Giudizio sintetico: Cubista

mercoledì 6 maggio 2020

Tehran girl

di Mahsa Mohebali, Bompiani

In un Iran islamizzato, ma non troppo, una donna indipendente con una domanda in testa che la ossessiona (ma non troppo), si muove in un mondo maschile – ma non troppo – dribblando problemi, aspiranti mariti, parenti importuni e parenti persi, in una girandola di tempi, luoghi e rapporti sociali che lasciano il lettore spaesato e perplesso. Ma non troppo.

Elham è la segretaria di un potente uomo d'affari della Repubblica Islamica, un uomo che approfitta della disinvoltura e della bellezza della ragazza per affidarle molti incarichi, dal disbrigo delle pratiche all'attenzione per la sua vita privata. La giornata di Elham quindi si dipana tra mille rivoli di traffico, uffici, visite di lavoro, gestione della casa, una girandola in cui deve anche confrontarsi con un fratello eterno studente, una madre oppiomane, vicini di casa litigiosi e una strana serie di ex fidanzati che non vogliono andarsene da casa sua. In testa, una sola domanda: quando era bambina, nel periodo rivoluzionario, alcune foto cadute dal suo diario avevano scatenato una caccia all'uomo che aveva portato alla rovina della sua famiglia allargata, un nucleo comunista del quale oggi rimangono solo alcuni ruderi viventi. Chi aveva messo quelle foto nel diario di Elham? e perché? Una rivelazione del suo capo e un rapido viaggio in Svezia confondono ancora di più il mondo già sconclusionato di Elham, che deve riuscire a barcamenarsi tra le mille facce di una società iraniana che sembra ancor più caotica delle sue strade.
Moltissimi personaggi, salti diacronici al limite dell'incomprensibilità, un intreccio familiare complesso e una lingua dura e sintetica rendono il romanzo di non facile lettura, anche se alcuni dialoghi, la ricorrente cosmesi femminile e le singolari abitudini di guida potrebbero stuzzicare
la curiosità del lettore – almeno di quello occidentale – per una società a cavallo tra tradizione e modernità, in un contrasto di vincoli sociali obsoleti e desiderio di emancipazione del quale la protagonista è l'archetipo perfetto.

Giudizio sintetico: Confuso

sabato 2 maggio 2020

Follia maggiore

di Alessandro Robecchi, Sellerio

Romanzo malinconico e piacevole come il suo protagonista, quel Carlo Monterossi che Robecchi ha già fatto apprezzare nei suoi romanzi precedenti, con il contorno di personaggi e quartieri che dipingono senza sconti la Milano da bere del nuovo millennio. Questa volta ridotto soprattutto ad autista e factotum di un anziano contabile ricco e potente, Monterossi non perde comunque occasione per sottolineare in modo smaliziato la sua distanza – morale e intellettuale – da quel mondo che detesta ma dal quale sembra proprio non riuscire mai a staccarsi.

= = = = =

• **Consegna**
Riporta parola per parola, dalle recensioni di libri, il tratto che va da "di Mahsa Mohebali, Bompiani" fino a "Ma non troppo.".

• **Materiale**
= = = = =

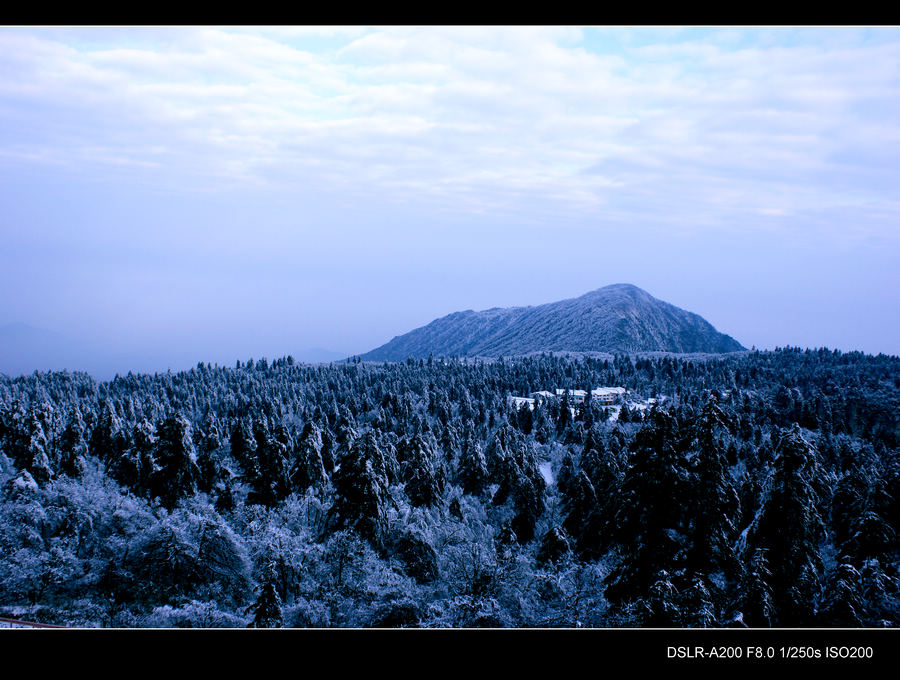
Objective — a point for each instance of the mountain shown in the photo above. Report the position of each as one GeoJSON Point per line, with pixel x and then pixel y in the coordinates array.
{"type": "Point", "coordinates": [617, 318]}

= = = = =

• **Risposta scritta**
di Mahsa Mohebali, Bompiani

In un Iran islamizzato, ma non troppo, una donna indipendente con una domanda in testa che la ossessiona (ma non troppo), si muove in un mondo maschile – ma non troppo – dribblando problemi, aspiranti mariti, parenti importuni e parenti persi, in una girandola di tempi, luoghi e rapporti sociali che lasciano il lettore spaesato e perplesso. Ma non troppo.